┌────────
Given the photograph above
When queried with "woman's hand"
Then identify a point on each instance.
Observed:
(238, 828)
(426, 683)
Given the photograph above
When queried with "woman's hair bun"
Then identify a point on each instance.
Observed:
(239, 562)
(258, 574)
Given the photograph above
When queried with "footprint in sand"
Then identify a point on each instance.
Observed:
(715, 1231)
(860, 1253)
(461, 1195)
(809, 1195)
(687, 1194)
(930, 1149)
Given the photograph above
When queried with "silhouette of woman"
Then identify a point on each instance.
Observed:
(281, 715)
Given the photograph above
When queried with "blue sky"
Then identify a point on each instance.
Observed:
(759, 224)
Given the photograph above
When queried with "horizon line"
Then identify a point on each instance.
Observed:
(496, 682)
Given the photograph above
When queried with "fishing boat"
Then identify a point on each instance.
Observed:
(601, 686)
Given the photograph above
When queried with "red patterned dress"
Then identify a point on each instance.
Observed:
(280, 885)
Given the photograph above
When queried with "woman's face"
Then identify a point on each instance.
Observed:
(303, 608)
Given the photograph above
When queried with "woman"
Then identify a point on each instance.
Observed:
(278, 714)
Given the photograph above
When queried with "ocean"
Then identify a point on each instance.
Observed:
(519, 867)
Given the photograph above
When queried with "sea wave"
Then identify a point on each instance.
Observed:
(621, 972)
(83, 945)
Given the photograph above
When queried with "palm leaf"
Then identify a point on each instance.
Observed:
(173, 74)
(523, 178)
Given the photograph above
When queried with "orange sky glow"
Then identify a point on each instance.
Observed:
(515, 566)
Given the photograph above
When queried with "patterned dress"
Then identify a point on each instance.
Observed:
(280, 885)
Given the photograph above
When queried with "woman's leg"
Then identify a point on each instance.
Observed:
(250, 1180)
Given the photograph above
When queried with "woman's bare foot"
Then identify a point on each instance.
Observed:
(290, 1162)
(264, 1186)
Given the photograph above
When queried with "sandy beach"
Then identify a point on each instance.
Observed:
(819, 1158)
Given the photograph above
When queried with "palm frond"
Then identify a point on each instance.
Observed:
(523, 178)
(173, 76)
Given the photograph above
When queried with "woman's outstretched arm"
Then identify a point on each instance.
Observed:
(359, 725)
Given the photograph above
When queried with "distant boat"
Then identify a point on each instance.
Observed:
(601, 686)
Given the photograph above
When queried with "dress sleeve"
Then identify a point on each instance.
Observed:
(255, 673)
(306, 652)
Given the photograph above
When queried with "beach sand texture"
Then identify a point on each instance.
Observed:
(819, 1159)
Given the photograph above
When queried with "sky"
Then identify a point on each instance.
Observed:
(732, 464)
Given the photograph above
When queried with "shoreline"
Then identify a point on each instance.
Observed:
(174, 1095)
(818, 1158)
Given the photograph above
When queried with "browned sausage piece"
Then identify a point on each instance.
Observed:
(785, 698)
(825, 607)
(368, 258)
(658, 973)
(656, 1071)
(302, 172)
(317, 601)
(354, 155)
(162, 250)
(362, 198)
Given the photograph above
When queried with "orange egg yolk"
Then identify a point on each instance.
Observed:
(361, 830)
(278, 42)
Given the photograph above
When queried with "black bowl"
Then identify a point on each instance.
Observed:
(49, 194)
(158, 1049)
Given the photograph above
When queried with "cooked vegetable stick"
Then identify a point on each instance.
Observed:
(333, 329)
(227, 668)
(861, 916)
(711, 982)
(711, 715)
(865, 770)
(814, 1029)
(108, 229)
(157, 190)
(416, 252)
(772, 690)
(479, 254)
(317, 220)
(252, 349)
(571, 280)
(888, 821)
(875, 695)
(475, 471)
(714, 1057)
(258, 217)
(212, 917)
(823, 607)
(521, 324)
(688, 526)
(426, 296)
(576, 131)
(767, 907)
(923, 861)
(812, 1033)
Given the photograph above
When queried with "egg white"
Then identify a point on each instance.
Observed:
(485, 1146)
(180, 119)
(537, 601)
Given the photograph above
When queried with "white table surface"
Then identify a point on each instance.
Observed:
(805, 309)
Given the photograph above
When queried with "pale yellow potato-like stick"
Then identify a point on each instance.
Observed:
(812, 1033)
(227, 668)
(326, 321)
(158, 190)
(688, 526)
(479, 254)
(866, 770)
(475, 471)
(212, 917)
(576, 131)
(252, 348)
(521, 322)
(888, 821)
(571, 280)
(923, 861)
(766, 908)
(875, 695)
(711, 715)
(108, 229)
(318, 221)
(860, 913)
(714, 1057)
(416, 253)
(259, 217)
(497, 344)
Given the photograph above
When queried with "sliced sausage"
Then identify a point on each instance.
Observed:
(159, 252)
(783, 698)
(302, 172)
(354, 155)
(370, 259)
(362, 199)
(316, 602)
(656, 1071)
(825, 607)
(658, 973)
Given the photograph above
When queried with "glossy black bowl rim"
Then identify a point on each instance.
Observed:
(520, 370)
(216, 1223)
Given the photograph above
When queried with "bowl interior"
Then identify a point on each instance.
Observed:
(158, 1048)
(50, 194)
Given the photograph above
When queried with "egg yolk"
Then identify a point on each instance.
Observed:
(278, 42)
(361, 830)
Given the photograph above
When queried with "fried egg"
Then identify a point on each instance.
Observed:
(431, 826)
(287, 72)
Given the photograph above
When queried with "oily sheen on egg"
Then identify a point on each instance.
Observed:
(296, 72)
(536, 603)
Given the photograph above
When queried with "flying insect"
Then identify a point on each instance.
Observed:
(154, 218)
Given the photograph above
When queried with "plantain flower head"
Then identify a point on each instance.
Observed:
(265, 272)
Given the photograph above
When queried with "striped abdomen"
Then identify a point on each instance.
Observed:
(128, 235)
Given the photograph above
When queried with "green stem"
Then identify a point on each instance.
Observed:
└────────
Work to complete: Starting at the first line and ending at the last, restate the material word for word.

Written solution:
Given the photograph above
When queried with "woman's hand"
Then identify a point on each instance.
Observed:
(238, 828)
(426, 683)
Given the photograph above
When queried with "woman's hair bun"
Then identify a point on each instance.
Observed:
(239, 562)
(258, 574)
Given the photograph above
When queried with "footprint in sand"
Then identify a point on each instance.
Observed:
(715, 1231)
(860, 1253)
(461, 1195)
(809, 1195)
(687, 1194)
(930, 1149)
Given the photograph above
When queried with "silhouette of woman"
Then identify a point on each instance.
Observed:
(281, 715)
Given the photograph above
When queried with "blue sky"
Then identify a point on each instance.
Observed:
(759, 224)
Given the photograph above
When queried with "horizon line"
Then identify a point on each instance.
Observed:
(496, 682)
Given the photograph above
When queried with "fishing boat"
Then identify a point on each instance.
Observed:
(601, 686)
Given the photograph above
When queried with "red patterned dress"
Then identify a point on each instance.
Observed:
(280, 885)
Given the photograph above
When queried with "woman's face"
Then identify a point on each instance.
Observed:
(303, 608)
Given the photograph above
When queried with "woman"
Then identify a point on each instance.
Observed:
(278, 714)
Given the photograph above
When queried with "ocean"
Then identify a point on each instance.
Observed:
(519, 867)
Given the photograph above
When queried with "sea wave"
Then identify a point on each instance.
Observed:
(621, 972)
(83, 945)
Given the photograph above
When queried with "palm leaf"
Then identify a point on each instance.
Observed:
(173, 74)
(523, 178)
Given the photograph above
When queried with "orange sky glow"
Then identify a point on each instance.
Observed:
(515, 566)
Given the photograph above
When queried with "patterned dress"
Then identify a point on each instance.
Observed:
(280, 885)
Given the photograph above
When queried with "woman's leg"
Then identify a point on each instance.
Observed:
(250, 1180)
Given the photograph above
When queried with "woman's bare foot"
Then identify a point on each instance.
Observed:
(290, 1162)
(264, 1186)
Given the photograph above
When queried with "sandy beach"
Then identify a point on each instance.
Observed:
(819, 1158)
Given the photograph above
When queried with "palm frond"
Then identify a point on each instance.
Observed:
(523, 178)
(173, 76)
Given the photograph above
When queried with "woman's outstretched arm"
Then identify a point on each instance.
Observed:
(359, 725)
Given the photograph above
When queried with "distant boat"
Then identify a point on each instance.
Observed:
(601, 686)
Given the photograph above
When queried with "dress sleeve"
Then identify a point on each instance.
Observed:
(255, 673)
(306, 652)
Given the photograph above
When queried with "beach sand texture"
Then identify a point on each instance.
Observed:
(819, 1159)
Given the photograph above
When queried with "sky"
Then identify a point on each instance.
Observed:
(732, 464)
Given the photograph above
When queried with "shoreline"
Then identify a point on each instance.
Observed:
(174, 1095)
(818, 1158)
Given the photograph above
When queried with "browned sausage piece"
Then identify a point on each instance.
Observed:
(785, 698)
(825, 607)
(368, 258)
(658, 973)
(656, 1071)
(302, 172)
(317, 601)
(354, 155)
(162, 250)
(362, 198)
Given the photograph above
When queried with "orange egg yolk"
Then identify a point on each instance.
Observed:
(361, 830)
(278, 42)
Given the photograph above
When queried with "black bowl"
Then identify a point on each instance.
Observed:
(49, 194)
(158, 1049)
Given the photograph above
When queried with "cooked vegetable stick"
Then identify a point on each instance.
Observed:
(333, 329)
(227, 668)
(861, 916)
(711, 982)
(711, 715)
(865, 770)
(814, 1029)
(108, 229)
(157, 190)
(416, 252)
(772, 690)
(479, 254)
(317, 220)
(252, 349)
(571, 280)
(888, 821)
(875, 695)
(475, 471)
(714, 1057)
(258, 217)
(212, 917)
(823, 607)
(521, 324)
(688, 526)
(426, 296)
(576, 131)
(767, 907)
(923, 861)
(812, 1033)
Given the photograph above
When queried with "egg white"
Then identify a point on each instance.
Observed:
(485, 1146)
(180, 119)
(537, 601)
Given the photograph above
When queried with "white table surface"
Then identify a point on each instance.
Observed:
(805, 309)
Given the photograph above
When queried with "pale yellow potato-like stick"
Then identify a point on each instance.
Observed:
(812, 1033)
(227, 668)
(326, 321)
(158, 190)
(688, 526)
(479, 254)
(866, 770)
(475, 471)
(212, 917)
(576, 131)
(252, 348)
(521, 322)
(888, 821)
(571, 280)
(923, 861)
(766, 908)
(875, 695)
(711, 715)
(108, 229)
(318, 221)
(860, 913)
(714, 1057)
(416, 253)
(259, 217)
(497, 344)
Given the photograph above
When queried with "sliced sausage"
Then identify a point on each instance.
Observed:
(159, 252)
(783, 698)
(302, 172)
(354, 155)
(370, 259)
(362, 199)
(316, 602)
(656, 1071)
(825, 607)
(658, 973)
Given the photograph above
When queried with "glossy black bowl rim"
Then identify a point on each instance.
Observed:
(520, 370)
(216, 1223)
Given the photograph above
When queried with "bowl interior"
Then identify a point on each instance.
Observed:
(158, 1048)
(50, 194)
Given the photograph above
When queried with "egg yolk"
Then identify a point on each instance.
Observed:
(278, 42)
(361, 830)
Given the photograph above
When queried with "fried egg"
Then identify a point on each instance.
Observed:
(431, 826)
(287, 72)
Given the photograph above
When queried with "oily sheen on egg"
Then identify a point on each instance.
Observed:
(296, 72)
(536, 603)
Given the photograph above
When queried with "flying insect"
Then identify a point on each instance.
Observed:
(154, 218)
Given the photograph above
When queried with "plantain flower head"
Then identify a point on each instance.
Observed:
(265, 272)
Given the photograph above
When queried with "striped abdomen"
Then identify a point on each instance.
Observed:
(128, 235)
Given the photograph above
When queried with "green stem"
Then identify a point on each instance.
Observed:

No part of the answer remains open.